§ **Written request**: Render the items below as a two-column CSV with the header instruction,response, one row per item. Put the item's text and its answer each in a single double-quoted field, with line breaks replaced by spaces.

§ **Supplied records**:
********
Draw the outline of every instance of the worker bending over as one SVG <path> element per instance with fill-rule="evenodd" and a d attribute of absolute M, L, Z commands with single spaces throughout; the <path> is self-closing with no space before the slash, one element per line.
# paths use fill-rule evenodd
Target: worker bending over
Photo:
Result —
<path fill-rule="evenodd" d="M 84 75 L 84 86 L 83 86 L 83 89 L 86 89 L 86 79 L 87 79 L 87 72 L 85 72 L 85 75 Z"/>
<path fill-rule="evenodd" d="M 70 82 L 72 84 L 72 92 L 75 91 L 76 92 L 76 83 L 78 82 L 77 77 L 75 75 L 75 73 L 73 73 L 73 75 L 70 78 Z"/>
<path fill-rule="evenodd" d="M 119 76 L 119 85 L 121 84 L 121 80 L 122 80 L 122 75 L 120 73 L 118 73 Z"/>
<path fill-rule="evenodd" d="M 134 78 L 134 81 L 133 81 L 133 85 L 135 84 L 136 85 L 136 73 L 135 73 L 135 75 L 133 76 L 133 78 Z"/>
********
§ **Final result**:
instruction,response
"Draw the outline of every instance of the worker bending over as one SVG <path> element per instance with fill-rule=""evenodd"" and a d attribute of absolute M, L, Z commands with single spaces throughout; the <path> is self-closing with no space before the slash, one element per line. # paths use fill-rule evenodd Target: worker bending over Photo: Result —","<path fill-rule=""evenodd"" d=""M 84 75 L 84 86 L 83 86 L 83 89 L 86 89 L 86 79 L 87 79 L 87 72 L 85 72 L 85 75 Z""/> <path fill-rule=""evenodd"" d=""M 70 82 L 72 84 L 72 92 L 75 91 L 76 92 L 76 83 L 78 82 L 77 77 L 75 75 L 75 73 L 73 73 L 73 75 L 70 78 Z""/> <path fill-rule=""evenodd"" d=""M 119 76 L 119 85 L 121 84 L 121 80 L 122 80 L 122 75 L 120 73 L 118 73 Z""/> <path fill-rule=""evenodd"" d=""M 134 78 L 134 81 L 133 81 L 133 85 L 135 84 L 136 85 L 136 73 L 135 73 L 135 75 L 133 76 L 133 78 Z""/>"